(Natural language region descriptions)
- Opening Delimiter -

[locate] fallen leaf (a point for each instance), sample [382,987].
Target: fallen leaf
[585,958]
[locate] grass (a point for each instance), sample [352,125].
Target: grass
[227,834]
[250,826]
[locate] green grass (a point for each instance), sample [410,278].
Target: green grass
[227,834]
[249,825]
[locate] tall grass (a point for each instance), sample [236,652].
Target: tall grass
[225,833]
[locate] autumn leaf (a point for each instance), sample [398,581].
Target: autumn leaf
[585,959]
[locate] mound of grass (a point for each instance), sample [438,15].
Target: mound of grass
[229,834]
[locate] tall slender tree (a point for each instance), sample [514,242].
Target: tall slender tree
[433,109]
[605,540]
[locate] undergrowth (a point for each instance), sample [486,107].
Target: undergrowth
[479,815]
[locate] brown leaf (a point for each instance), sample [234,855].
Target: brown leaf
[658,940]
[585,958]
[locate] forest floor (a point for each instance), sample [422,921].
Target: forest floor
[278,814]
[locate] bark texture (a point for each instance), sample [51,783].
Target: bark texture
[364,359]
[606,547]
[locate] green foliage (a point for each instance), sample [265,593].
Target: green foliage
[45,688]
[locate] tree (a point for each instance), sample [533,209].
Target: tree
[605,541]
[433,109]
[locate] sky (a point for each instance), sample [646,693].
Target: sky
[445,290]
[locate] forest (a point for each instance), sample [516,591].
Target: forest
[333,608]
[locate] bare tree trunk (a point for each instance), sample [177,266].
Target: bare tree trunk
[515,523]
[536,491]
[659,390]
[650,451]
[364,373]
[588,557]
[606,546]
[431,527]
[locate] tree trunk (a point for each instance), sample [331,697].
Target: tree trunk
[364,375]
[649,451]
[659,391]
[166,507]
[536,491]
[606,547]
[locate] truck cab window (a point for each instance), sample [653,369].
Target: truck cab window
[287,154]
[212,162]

- Closing Delimiter -

Task directions: Print each entry precisely. Include every line.

Your solution:
[locate] fallen leaf (a point for each instance), sample [382,987].
Target: fallen leaf
[585,958]
[locate] grass (a point for each instance), sample [352,125].
Target: grass
[227,834]
[250,826]
[locate] green grass (a point for each instance), sample [410,278].
Target: green grass
[227,834]
[249,825]
[locate] tall grass (a point for each instance), sample [236,652].
Target: tall grass
[225,833]
[locate] autumn leaf (a point for each instance), sample [398,581].
Target: autumn leaf
[585,959]
[locate] mound of grass (a point for each instance), sample [438,15].
Target: mound of grass
[229,834]
[locate] tall slender tree (a point for each instance), sample [514,242].
Target: tall slender tree
[433,109]
[605,540]
[locate] undergrowth (a point for each instance), sample [486,107].
Target: undergrowth
[479,815]
[locate] brown leaf (a point for each instance), sample [234,855].
Target: brown leaf
[658,940]
[585,958]
[locate] forest floor (a point for each instance), sample [422,921].
Target: forest floor
[278,814]
[locate] bark texture (a point for each instance), sample [51,783].
Target: bark texture
[364,359]
[606,547]
[locate] green foliage (a point for each instance), sample [265,593].
Target: green foliage
[45,688]
[locate] tree (a point for each instance), sample [533,209].
Target: tree
[605,541]
[433,109]
[locate] sky (a point for each instance), sample [646,693].
Target: sky
[445,290]
[locate] forest (a point for each instance), sample [516,591].
Target: forest
[333,608]
[locate] bare tree trunk (a point for each instance), sample [177,266].
Target: bare tree trunk
[515,523]
[536,491]
[659,390]
[650,451]
[364,373]
[588,557]
[606,546]
[431,527]
[locate] tree trunk (a point for each instance), sample [331,697].
Target: tree trunk
[364,375]
[649,451]
[659,391]
[166,507]
[536,491]
[606,547]
[locate] truck cab window (a point for each instance), sample [653,369].
Target: truck cab window
[287,154]
[212,162]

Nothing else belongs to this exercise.